ENTRIES PROVIDED Block Start
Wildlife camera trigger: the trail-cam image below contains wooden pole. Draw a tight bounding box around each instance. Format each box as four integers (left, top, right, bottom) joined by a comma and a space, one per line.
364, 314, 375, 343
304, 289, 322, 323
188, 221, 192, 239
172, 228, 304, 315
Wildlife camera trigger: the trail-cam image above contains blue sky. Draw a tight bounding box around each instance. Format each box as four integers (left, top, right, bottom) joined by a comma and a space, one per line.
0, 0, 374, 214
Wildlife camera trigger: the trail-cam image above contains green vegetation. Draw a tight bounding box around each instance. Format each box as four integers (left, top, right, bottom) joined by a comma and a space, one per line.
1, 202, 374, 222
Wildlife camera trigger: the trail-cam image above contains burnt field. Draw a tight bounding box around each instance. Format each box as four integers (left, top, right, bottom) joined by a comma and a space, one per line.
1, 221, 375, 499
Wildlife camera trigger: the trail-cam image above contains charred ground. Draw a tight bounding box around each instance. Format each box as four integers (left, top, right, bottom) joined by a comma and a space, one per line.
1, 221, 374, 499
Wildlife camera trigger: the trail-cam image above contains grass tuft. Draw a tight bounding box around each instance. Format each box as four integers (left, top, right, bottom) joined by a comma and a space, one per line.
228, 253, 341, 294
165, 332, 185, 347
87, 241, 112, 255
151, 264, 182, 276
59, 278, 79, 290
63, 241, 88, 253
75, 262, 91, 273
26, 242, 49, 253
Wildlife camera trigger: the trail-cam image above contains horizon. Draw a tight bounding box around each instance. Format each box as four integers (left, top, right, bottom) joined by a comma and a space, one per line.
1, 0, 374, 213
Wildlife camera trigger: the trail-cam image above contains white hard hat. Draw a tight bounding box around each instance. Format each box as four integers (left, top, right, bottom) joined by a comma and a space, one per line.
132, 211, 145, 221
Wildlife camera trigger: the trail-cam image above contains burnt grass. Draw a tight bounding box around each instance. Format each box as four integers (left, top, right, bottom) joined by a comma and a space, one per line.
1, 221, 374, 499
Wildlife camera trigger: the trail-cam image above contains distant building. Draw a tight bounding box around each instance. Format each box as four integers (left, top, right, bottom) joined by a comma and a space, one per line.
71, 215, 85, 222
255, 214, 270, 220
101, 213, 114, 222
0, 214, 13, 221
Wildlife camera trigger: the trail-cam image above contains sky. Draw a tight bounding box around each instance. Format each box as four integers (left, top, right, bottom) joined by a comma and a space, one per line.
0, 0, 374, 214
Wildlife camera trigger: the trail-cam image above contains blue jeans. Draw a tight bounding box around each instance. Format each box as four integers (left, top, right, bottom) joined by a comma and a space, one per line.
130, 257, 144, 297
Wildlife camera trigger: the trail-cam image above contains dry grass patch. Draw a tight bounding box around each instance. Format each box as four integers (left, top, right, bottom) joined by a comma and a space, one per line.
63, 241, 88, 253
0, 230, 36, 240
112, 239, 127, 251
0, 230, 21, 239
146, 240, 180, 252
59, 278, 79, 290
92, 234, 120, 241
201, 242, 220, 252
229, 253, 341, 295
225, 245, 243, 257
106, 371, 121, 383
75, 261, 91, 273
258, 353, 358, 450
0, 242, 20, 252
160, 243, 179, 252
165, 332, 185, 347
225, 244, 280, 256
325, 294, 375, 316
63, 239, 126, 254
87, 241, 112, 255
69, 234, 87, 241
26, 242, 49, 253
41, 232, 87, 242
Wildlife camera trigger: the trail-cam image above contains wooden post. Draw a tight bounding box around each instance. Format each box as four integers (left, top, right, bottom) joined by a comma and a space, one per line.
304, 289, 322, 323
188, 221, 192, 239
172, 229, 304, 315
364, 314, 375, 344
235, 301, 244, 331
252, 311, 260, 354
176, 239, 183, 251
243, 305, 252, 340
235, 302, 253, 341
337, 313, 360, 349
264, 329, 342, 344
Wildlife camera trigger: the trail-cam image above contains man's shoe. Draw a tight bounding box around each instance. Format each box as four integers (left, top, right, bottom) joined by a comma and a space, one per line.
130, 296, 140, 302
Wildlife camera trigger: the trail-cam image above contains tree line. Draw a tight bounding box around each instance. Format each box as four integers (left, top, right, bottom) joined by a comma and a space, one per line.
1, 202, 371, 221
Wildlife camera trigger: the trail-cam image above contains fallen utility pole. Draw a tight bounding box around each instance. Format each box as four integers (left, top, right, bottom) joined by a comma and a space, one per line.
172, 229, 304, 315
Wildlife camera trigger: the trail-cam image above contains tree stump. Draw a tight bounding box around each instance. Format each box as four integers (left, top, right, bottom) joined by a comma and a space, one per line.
ENTRIES PROVIDED Block End
### [YOUR TASK]
Transcribe each entry exactly.

### [TASK RESPONSE]
Wildlife camera trigger: the trail-cam image below contains wooden pole. Draw a tight bounding box around each instance. Format each box as four integers (left, top, right, bottom) joined by a comma and a space, one per line.
364, 314, 375, 343
304, 289, 322, 323
188, 221, 192, 239
172, 228, 304, 315
Wildlife camera trigger: the trail-cam image above contains blue sky. Draw a tight bounding box around each instance. Format each box as four integers (left, top, right, bottom) joined by a comma and a space, one per line.
0, 0, 374, 214
Wildlife camera trigger: the trail-cam image above contains green vegetation. Draw a tight bounding box around each instance. Format each box as four integers (left, top, right, bottom) joined by a comma and a space, one per line.
1, 202, 374, 222
Wildlife camera trigger: the trail-cam image above contains burnt field. Draw a tight bounding box around each instance. Format each box as four integers (left, top, right, bottom) joined by a comma and a space, one per line.
1, 221, 375, 499
Wildlife camera trigger: the trail-cam image above contains charred ground. Draw a tight bounding box around each instance. Format each box as four integers (left, top, right, bottom) joined by a comma and a space, one per line.
1, 221, 374, 499
Wildlife camera trigger: the trail-cam image above contains grass tuft. Draw a tight bounding box around each instance. Format each box as four integers (left, top, right, bottom) joined by a comma and a space, one per line.
228, 253, 341, 294
165, 332, 185, 347
87, 241, 112, 255
151, 264, 182, 276
59, 278, 79, 290
63, 241, 88, 253
75, 262, 91, 273
26, 242, 49, 253
Wildlife camera trigger: the trail-cam image above contains horizon. Draw a tight bounding box around each instance. Format each box as four integers (left, top, right, bottom) joined by a comma and a space, one per line.
1, 0, 374, 213
Wildlife camera trigger: the trail-cam image above contains white hard hat. Draw a tight bounding box around each instance. Format each box as four integers (left, top, right, bottom) joined by a comma and a space, one per line.
132, 211, 145, 221
Wildlife camera trigger: the trail-cam image above contains burnt grass. Draw a tight bounding box around each instance. Format each box as four integers (left, top, right, bottom) joined by a comma and a space, one per line.
1, 221, 374, 499
Wildlife camera trigger: the trail-cam image above contains distant building. Draw a tight bounding box around each instance. Format each box as four integers (left, top, right, bottom) joined by a comma and a space, one per line.
71, 215, 85, 222
255, 214, 270, 220
101, 213, 114, 222
0, 214, 13, 221
Wildlife camera trigger: the trail-cam image above contains sky. Draw a tight bounding box around each instance. Format each box as four integers (left, top, right, bottom) joined by a comma and a space, one per line.
0, 0, 374, 214
Wildlife camera trigger: the trail-cam image above contains blue jeans. Draw a tight bounding box around each instance. Format each box as four integers (left, top, right, bottom) joined by a comma and a space, one per line.
130, 257, 144, 297
Wildlife camera trigger: the trail-cam image above contains dry grass patch. Draw a tight bounding box around each instance. Format each box as four integers (left, top, right, bottom) joined by a comma and a space, one per line.
63, 241, 88, 253
0, 230, 36, 240
112, 239, 127, 251
0, 230, 21, 239
146, 240, 180, 252
59, 278, 79, 290
92, 234, 120, 241
201, 242, 220, 252
229, 253, 341, 295
225, 245, 243, 257
106, 371, 121, 383
75, 261, 91, 273
258, 353, 358, 450
0, 242, 20, 252
160, 243, 179, 252
165, 332, 185, 347
225, 244, 280, 256
325, 294, 375, 316
63, 239, 126, 254
87, 241, 112, 255
69, 234, 87, 241
26, 242, 49, 253
41, 232, 87, 242
Wildlife camera trigger: the trail-cam image above contains wooden post. Draw a tight bounding box around each instance. Format each box as four integers (left, top, right, bottom) joined by a comma and a space, one per line.
304, 289, 322, 323
188, 221, 192, 239
172, 229, 304, 315
364, 314, 375, 344
235, 301, 244, 331
252, 311, 260, 354
176, 239, 183, 251
243, 305, 252, 340
235, 302, 253, 341
337, 313, 360, 349
264, 329, 342, 344
Wildlife camera trigger: the trail-cam image above contains man's shoe. Draw a tight bounding box around each instance. Format each box as four integers (left, top, right, bottom) joined by a comma and a space, one per line.
130, 296, 140, 302
Wildlife camera trigger: the trail-cam image above contains tree line. Draw a tight bounding box around each instance. Format each box as four integers (left, top, right, bottom) joined by a comma and a space, one per line.
1, 202, 371, 221
Wildlife camera trigger: the trail-cam image above contains fallen utility pole. Draw a tight bounding box around each instance. Format each box as four integers (left, top, right, bottom) joined by a comma and a space, one per line.
172, 229, 304, 315
Wildlife camera trigger: the trail-cam image above contains tree stump. Draw a tight bounding box around each instance. Format each box as four integers (left, top, right, bottom) joined by a comma and a space, one per line.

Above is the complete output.